*AUFGABE A:* Gib die Zeilen der Auflistung unten als nummerierte Liste wieder und lass dabei alle Leerzeilen weg.
======
Auch sonst lässt man seit der Ausrufung der Zeitenwende gerne mal fünfe gerade sein.

Das gilt im juristischen bzw. exekutiven Bereich vor allem in den ersten Monaten z.B. für die weitgehende Tolerierung offener Rekrutierungsbemühungen für die ukrainische Armee und der offensichtlichen Diskriminierung russischer Staatsangehöriger bis hin zur Beschlagnahmung von Vermögenswerten (vermeintlicher) russischer Oligarchen und deren Angehörigen.

Juristisch nicht anfechtbar und im politischen Betrieb keineswegs neu, aber doch mit erstaunlicher Offenheit und Eindeutigkeit war die Abkehr mehrerer Regierungsparteien von eindeutigen Wahlversprechen und Festlegungen in deren Partei- und Wahlprogrammen. „Wir … wollen mit einer restriktiven Ausfuhrkontrolle europäische Rüstungsexporte an Diktaturen, menschenrechtsverachtende Regime und in Kriegsgebiete beenden“, hieß es etwa im Bundestagswahlprogramm der Grünen und weiter: „Für die Reduktion von europäischen Rüstungsexporten wollen wir eine gemeinsame restriktive Rüstungsexportkontrolle der EU mit einklagbaren strengen Regeln und Sanktionsmöglichkeiten“. Im „Zukunftsprogramm“ der SPD kündigte man gar eine „abrüstungspolitische Offensive“ an und versprach: „Für uns ist eine restriktive Rüstungsexportpolitik zentral“. Gut drei Monate nach der Vereidigung des Kabinetts am 8. Dezember 2021 wurden die Weichen in die exakt entgegengesetzte Richtung gestellt. Wie gesagt, justiziabel ist das nicht, stellt aber in dieser Offenheit doch wesentliche Grundannahmen des Parlamentarismus in Frage.

Besonders spürbar wurde jedoch ein diskursiver Ausnahmezustand im Zuge der Zeitenwende. In Windeseile wurde es zum kaum hinterfragbaren Allgemeinplatz, dass dieser Konflikt nur mit militärischer Gewalt zu „lösen“ sei und Waffen „Leben retten“. Wer sich anmaßte auch nur darauf hinzuweisen, dass Waffen v.a. Tod und Zerstörung bringen und hierzu hergestellt werden, sah sich schnell dem Verdacht ausgesetzt, dem erklärten Feind das Wort zu reden. Für den deutschen Kontext besonders eklatant war die Heroisierung und Würdigung ukrainischer Militäreinheiten, die zumindest in der Vergangenheit eine klar faschistische Prägung aufwiesen und die Hofierung des bekennenden Bandera-Anhängers und ehemaligen ukrainischen Botschafters in Berlin, Andrij Melnyk, als willkommener Gast und Stichwortgeber in Politik und Medien. Für hiesige Verhältnisse wurde die Kritik jüdischer Verbände und israelischer Vertreter damals ziemlich lange ignoriert, bis sie letztlich doch zu seiner Abberufung nach Kiew führte – von wo aus er aber weiter als Stichwortgeber fungiert. Ganz beiläufig wurden Begriffe wie „Vernichtungskrieg“, „Überfall“ und „Annexion“, die zuvor nahezu ausschließlich für das deutsche Handeln im Zweiten Weltkrieg Anwendung fanden, wenig reflektiert auf das russische Vorgehen angewandt und damit gewissermaßen auch entsorgt.
======
*AUFGABE B:* Erkläre in ein bis drei Sätzen, was laut dem Text über die Zeitenwende zur Abberufung von Andrij Melnyk nach Kiew führte.

*Auszug aus einer Datendatei:*
======
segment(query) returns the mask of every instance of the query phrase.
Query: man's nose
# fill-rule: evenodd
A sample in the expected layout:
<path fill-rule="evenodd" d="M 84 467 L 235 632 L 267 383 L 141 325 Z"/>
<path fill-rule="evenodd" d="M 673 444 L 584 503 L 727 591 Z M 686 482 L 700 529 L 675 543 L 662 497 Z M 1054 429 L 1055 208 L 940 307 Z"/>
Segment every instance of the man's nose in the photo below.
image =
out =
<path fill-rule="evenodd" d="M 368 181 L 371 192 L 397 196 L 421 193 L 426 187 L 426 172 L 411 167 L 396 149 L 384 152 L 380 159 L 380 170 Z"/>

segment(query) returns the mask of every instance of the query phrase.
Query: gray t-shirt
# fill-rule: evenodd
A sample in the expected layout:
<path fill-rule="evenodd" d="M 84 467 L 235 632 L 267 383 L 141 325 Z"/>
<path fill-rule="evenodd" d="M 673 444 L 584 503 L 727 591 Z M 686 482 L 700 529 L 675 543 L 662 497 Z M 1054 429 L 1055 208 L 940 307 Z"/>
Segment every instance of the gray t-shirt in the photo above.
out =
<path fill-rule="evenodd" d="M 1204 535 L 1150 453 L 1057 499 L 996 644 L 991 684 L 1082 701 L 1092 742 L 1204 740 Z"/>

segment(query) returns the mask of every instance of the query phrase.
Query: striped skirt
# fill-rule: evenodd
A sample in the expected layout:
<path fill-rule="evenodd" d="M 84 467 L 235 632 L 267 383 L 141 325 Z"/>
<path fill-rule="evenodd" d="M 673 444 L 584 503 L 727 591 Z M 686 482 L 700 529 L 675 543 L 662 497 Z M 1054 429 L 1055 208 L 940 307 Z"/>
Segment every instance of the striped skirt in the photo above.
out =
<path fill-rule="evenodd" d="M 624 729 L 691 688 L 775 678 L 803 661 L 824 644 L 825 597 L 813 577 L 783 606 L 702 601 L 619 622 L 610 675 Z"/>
======
*MUSTERLÖSUNG A:*
1. segment(query) returns the mask of every instance of the query phrase.
2. Query: man's nose
3. # fill-rule: evenodd
4. A sample in the expected layout:
5. <path fill-rule="evenodd" d="M 84 467 L 235 632 L 267 383 L 141 325 Z"/>
6. <path fill-rule="evenodd" d="M 673 444 L 584 503 L 727 591 Z M 686 482 L 700 529 L 675 543 L 662 497 Z M 1054 429 L 1055 208 L 940 307 Z"/>
7. Segment every instance of the man's nose in the photo below.
8. image =
9. out =
10. <path fill-rule="evenodd" d="M 368 181 L 371 192 L 397 196 L 421 193 L 426 187 L 426 172 L 411 167 L 396 149 L 384 152 L 380 159 L 380 170 Z"/>
11. segment(query) returns the mask of every instance of the query phrase.
12. Query: gray t-shirt
13. # fill-rule: evenodd
14. A sample in the expected layout:
15. <path fill-rule="evenodd" d="M 84 467 L 235 632 L 267 383 L 141 325 Z"/>
16. <path fill-rule="evenodd" d="M 673 444 L 584 503 L 727 591 Z M 686 482 L 700 529 L 675 543 L 662 497 Z M 1054 429 L 1055 208 L 940 307 Z"/>
17. Segment every instance of the gray t-shirt in the photo above.
18. out =
19. <path fill-rule="evenodd" d="M 1204 535 L 1150 453 L 1057 499 L 996 644 L 991 684 L 1082 701 L 1092 742 L 1204 740 Z"/>
20. segment(query) returns the mask of every instance of the query phrase.
21. Query: striped skirt
22. # fill-rule: evenodd
23. A sample in the expected layout:
24. <path fill-rule="evenodd" d="M 84 467 L 235 632 L 267 383 L 141 325 Z"/>
25. <path fill-rule="evenodd" d="M 673 444 L 584 503 L 727 591 Z M 686 482 L 700 529 L 675 543 L 662 497 Z M 1054 429 L 1055 208 L 940 307 Z"/>
26. Segment every instance of the striped skirt in the photo above.
27. out =
28. <path fill-rule="evenodd" d="M 624 729 L 691 688 L 775 678 L 803 661 L 824 644 L 825 597 L 813 577 L 783 606 L 702 601 L 619 622 L 610 675 Z"/>

*MUSTERLÖSUNG B:* Die Abberufung ging auf die Kritik jüdischer Verbände und israelischer Vertreter zurück. Diese Kritik wurde zunächst ziemlich lange ignoriert, führte aber letztlich doch dazu, dass er nach Kiew zurückgerufen wurde.